[start STORED DATA]
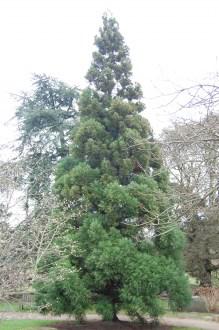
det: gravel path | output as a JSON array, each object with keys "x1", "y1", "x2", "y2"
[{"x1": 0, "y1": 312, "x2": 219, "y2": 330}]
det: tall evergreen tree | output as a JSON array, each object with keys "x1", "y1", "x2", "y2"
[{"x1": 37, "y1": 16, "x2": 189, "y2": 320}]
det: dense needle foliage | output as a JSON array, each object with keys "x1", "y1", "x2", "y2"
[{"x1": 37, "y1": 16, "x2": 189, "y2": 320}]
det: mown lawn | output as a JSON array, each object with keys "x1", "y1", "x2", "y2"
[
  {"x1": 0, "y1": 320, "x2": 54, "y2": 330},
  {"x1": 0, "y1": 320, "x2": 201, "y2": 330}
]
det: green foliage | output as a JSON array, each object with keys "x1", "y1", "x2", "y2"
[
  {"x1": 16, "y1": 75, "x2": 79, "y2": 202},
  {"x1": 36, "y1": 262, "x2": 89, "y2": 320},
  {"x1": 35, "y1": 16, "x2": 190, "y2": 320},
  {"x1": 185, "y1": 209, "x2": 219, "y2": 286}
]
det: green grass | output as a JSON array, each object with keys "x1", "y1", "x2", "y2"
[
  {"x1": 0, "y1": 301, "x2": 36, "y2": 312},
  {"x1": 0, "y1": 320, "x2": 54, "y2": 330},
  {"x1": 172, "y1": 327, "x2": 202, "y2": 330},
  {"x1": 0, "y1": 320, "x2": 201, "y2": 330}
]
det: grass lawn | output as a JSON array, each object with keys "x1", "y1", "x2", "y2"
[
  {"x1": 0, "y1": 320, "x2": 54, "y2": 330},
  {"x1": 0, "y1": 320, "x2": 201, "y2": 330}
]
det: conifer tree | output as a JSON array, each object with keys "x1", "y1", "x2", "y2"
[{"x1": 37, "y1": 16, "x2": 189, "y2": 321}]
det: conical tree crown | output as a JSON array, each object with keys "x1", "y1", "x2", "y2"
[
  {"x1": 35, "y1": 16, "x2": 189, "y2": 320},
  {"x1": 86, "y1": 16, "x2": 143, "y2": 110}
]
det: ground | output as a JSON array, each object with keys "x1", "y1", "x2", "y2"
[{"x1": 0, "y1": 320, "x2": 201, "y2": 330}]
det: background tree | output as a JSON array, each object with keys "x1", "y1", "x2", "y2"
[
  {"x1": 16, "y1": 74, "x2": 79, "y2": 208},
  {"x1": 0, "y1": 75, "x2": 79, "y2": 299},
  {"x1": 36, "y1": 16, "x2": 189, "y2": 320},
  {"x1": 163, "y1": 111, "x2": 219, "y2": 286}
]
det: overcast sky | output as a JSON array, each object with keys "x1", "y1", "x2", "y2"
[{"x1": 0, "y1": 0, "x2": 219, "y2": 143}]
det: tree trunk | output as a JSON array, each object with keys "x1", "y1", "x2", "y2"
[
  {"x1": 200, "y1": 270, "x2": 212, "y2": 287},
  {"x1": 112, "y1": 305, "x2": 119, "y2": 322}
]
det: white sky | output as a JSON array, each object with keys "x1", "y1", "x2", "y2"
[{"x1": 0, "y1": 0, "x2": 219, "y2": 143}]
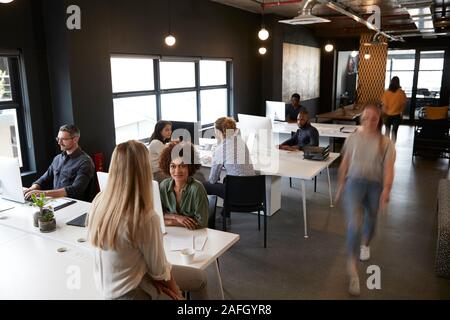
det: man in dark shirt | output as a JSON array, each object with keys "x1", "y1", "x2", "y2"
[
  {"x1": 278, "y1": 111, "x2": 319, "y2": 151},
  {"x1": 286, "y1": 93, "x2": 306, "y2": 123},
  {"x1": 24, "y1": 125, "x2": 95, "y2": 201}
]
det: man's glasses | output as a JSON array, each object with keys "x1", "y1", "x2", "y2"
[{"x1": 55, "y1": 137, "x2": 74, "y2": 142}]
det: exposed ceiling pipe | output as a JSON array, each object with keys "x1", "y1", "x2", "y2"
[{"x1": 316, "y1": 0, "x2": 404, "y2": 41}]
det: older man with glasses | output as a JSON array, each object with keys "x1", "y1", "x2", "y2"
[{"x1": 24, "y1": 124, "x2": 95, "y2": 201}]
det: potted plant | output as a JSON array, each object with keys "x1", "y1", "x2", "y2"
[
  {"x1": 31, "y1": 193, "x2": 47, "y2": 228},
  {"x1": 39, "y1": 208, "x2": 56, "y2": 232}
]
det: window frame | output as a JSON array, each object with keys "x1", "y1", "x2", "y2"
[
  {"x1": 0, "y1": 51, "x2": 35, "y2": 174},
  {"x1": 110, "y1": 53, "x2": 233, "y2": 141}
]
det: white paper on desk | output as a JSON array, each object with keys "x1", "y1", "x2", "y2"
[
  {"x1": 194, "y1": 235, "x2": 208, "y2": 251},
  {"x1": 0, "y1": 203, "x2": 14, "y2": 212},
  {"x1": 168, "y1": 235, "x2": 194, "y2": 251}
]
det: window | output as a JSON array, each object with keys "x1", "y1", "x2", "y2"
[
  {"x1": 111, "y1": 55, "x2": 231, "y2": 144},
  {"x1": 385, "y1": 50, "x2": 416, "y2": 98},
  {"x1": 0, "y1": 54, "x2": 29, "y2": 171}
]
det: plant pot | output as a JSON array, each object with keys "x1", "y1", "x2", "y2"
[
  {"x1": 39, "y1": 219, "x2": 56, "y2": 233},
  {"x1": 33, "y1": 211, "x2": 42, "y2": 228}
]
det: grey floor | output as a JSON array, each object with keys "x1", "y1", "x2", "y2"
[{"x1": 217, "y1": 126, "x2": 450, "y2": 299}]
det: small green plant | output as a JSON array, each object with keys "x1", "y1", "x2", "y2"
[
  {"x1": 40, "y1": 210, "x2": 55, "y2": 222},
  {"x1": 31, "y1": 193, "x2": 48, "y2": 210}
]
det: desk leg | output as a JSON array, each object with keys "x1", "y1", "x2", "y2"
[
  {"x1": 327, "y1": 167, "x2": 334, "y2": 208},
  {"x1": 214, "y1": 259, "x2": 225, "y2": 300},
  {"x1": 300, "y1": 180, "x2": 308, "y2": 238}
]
[end STORED DATA]
## EXERCISE DESCRIPTION
Filter the records above, copying every line in which the word "grass" appears.

## TASK RESPONSE
det: green grass | output as a JSON array, each object with keys "x1", "y1", "x2", "y2"
det: grass lawn | output as a JSON array, each object with keys "x1", "y1", "x2", "y2"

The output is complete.